Segment Open
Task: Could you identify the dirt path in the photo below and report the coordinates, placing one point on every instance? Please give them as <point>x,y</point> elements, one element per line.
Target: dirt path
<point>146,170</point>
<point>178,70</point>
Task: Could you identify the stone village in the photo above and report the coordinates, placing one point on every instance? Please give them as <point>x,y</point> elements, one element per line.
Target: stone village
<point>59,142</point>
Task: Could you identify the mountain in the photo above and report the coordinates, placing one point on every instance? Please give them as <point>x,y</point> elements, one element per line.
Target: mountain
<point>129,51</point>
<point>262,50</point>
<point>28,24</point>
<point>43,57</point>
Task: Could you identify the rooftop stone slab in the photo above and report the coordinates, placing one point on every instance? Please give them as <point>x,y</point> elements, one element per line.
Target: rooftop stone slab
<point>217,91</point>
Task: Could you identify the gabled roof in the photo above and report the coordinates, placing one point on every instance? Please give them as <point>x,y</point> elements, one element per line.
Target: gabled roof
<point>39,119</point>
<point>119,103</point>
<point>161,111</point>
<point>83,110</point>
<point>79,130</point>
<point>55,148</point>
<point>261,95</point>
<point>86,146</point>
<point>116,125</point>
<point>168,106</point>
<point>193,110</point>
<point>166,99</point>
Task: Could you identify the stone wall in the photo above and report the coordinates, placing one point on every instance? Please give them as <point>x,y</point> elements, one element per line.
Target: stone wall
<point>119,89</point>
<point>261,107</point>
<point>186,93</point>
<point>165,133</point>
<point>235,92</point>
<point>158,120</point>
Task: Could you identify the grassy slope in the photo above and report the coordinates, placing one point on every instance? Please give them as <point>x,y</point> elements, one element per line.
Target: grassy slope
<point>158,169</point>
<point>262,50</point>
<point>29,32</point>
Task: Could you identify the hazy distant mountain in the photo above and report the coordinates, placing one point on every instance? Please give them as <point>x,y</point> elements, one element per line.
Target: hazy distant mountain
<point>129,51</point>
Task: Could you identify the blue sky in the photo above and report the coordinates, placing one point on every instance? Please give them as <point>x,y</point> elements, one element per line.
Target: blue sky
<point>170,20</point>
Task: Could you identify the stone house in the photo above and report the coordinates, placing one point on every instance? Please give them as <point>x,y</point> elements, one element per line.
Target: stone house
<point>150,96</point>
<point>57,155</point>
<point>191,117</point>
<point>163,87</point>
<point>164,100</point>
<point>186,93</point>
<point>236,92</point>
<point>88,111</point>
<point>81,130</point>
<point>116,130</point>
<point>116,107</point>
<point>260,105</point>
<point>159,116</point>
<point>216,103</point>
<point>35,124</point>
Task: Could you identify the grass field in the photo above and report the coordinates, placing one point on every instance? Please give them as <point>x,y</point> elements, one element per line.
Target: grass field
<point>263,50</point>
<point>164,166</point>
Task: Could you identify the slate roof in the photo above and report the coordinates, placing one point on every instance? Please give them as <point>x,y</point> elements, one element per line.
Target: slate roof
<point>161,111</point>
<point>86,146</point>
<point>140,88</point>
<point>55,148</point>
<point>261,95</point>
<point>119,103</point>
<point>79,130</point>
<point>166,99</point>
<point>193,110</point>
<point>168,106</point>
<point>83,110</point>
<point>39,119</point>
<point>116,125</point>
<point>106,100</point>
Segment Closed
**Task goal:** Each record must be repeated exactly as it appears above.

**Exercise result:**
Task: Could you identify the dirt path in the photo below and report the coordinates, placing one point on every instance? Please give them as <point>x,y</point> elements, one element per line.
Target: dirt path
<point>146,170</point>
<point>178,70</point>
Task: Could you identify the stone village in the photo above and report the coordinates, placing one point on every instance? Please give them as <point>x,y</point> elements, one element per line.
Target: stone village
<point>59,142</point>
Task: Could you identify the mountain in the photo above and report the coordinates, placing one point on every instance? Please give them as <point>x,y</point> elements, one element per line.
Target: mountain
<point>129,51</point>
<point>262,50</point>
<point>28,24</point>
<point>43,57</point>
Task: Could you identify the rooftop stone slab in the photo above and report the coordinates, placing one point on every instance? Please give them as <point>x,y</point> elements, one element per line.
Target: rooftop stone slab
<point>217,91</point>
Task: Could you identify the gabled roof in the photo above and report the coordinates, placing one point on every instance? Please give them as <point>x,y</point> elements, one element per line.
Target: gabled roof
<point>39,119</point>
<point>119,103</point>
<point>161,111</point>
<point>83,110</point>
<point>79,130</point>
<point>55,148</point>
<point>261,95</point>
<point>86,146</point>
<point>116,125</point>
<point>168,106</point>
<point>193,110</point>
<point>166,99</point>
Task: Could you identify the stone wall in the photo above and report the coordinates, placing one point on every instance? Please give them as <point>x,y</point> elements, one element per line.
Target: stone wall
<point>119,89</point>
<point>261,107</point>
<point>186,93</point>
<point>165,133</point>
<point>235,92</point>
<point>158,120</point>
Task: Could you identify the grassy slope in the photo above and report the coordinates, placing one point on every instance? Please give them as <point>x,y</point> elements, one element per line.
Target: grassy slope
<point>158,169</point>
<point>262,50</point>
<point>29,32</point>
Task: Could you identify the hazy distant mountain in the photo above and report the coordinates, placing one point on every instance? Please give them as <point>x,y</point> elements, one element per line.
Target: hazy distant mountain
<point>129,51</point>
Task: Could you identify the blue sky in the photo above and report the coordinates, placing one point on every instance? Please give them as <point>x,y</point> elements, one element per line.
Target: blue sky
<point>170,20</point>
Task: Could you identify the stone house in the photo above and report the coordinates, placing one point on every instance? Please give them as <point>x,y</point> elements, one element per line.
Target: stone house
<point>150,96</point>
<point>57,155</point>
<point>191,117</point>
<point>163,87</point>
<point>164,100</point>
<point>186,93</point>
<point>236,92</point>
<point>88,111</point>
<point>81,130</point>
<point>116,130</point>
<point>116,107</point>
<point>260,105</point>
<point>159,116</point>
<point>216,103</point>
<point>35,124</point>
Task: Could you identify the grass field in the photo above and report the coordinates, placing one point on every instance? Please give them as <point>x,y</point> elements, one element per line.
Target: grass field
<point>263,50</point>
<point>164,166</point>
Task: Could you identify the slate roof in the photo above and report the coordinates, placing one point on every instance? Please give them as <point>x,y</point> elements, one element per line.
Target: slate roof
<point>161,111</point>
<point>86,146</point>
<point>140,88</point>
<point>55,148</point>
<point>261,95</point>
<point>119,103</point>
<point>79,130</point>
<point>166,99</point>
<point>193,110</point>
<point>168,106</point>
<point>83,110</point>
<point>39,119</point>
<point>116,125</point>
<point>106,100</point>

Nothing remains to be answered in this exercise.